** TASK OBJECTIVE **
Please return each line from the entries below that contains the word "rail", copied in full. Matches must have the same case.

[Start of PROVIDED DATA]

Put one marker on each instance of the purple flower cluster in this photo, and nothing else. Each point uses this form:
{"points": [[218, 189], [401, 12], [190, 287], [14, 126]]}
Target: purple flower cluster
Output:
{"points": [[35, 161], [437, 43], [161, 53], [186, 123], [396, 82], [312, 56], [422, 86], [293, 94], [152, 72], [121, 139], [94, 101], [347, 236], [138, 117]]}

[End of PROVIDED DATA]
[Start of PROVIDED DATA]

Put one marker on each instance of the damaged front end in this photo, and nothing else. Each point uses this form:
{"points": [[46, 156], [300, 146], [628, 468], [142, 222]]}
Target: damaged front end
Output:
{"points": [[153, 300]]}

[End of PROVIDED DATA]
[Start of PROVIDED DATA]

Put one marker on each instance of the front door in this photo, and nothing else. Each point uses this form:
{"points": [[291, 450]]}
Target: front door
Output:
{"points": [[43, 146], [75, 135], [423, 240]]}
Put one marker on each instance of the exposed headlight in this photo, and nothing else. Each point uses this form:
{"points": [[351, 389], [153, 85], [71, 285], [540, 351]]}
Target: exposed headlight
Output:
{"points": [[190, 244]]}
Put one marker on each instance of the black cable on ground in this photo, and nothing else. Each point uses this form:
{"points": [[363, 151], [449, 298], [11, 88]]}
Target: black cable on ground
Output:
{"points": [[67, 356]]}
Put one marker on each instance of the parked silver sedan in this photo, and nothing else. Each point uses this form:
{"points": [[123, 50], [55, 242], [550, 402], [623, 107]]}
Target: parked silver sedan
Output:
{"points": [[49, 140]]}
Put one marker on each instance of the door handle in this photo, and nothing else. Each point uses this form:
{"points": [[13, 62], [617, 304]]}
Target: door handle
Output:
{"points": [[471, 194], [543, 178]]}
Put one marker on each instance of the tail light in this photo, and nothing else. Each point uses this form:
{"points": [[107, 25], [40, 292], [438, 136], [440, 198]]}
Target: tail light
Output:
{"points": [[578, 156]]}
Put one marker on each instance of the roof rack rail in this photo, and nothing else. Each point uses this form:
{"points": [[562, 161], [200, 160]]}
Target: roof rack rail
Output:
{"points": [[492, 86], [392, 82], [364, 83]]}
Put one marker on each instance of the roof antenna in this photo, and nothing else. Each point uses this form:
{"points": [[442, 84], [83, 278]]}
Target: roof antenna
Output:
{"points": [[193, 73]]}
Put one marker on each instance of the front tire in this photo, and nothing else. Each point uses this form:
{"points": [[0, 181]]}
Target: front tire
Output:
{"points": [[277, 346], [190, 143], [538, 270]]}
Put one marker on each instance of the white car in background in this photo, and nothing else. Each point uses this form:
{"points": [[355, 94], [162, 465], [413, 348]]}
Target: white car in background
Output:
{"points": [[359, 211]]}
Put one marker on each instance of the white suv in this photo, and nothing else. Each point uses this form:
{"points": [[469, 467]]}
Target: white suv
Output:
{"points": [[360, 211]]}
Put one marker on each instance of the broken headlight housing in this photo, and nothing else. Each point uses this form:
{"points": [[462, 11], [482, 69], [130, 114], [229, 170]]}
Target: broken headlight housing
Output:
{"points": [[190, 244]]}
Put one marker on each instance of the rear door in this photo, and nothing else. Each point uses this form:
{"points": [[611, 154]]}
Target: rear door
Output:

[End of PROVIDED DATA]

** FINISHED TASK **
Put one marker on each instance of the roof rack rail in this photo, and nothing else. Each point uses this form:
Target: roof rack rail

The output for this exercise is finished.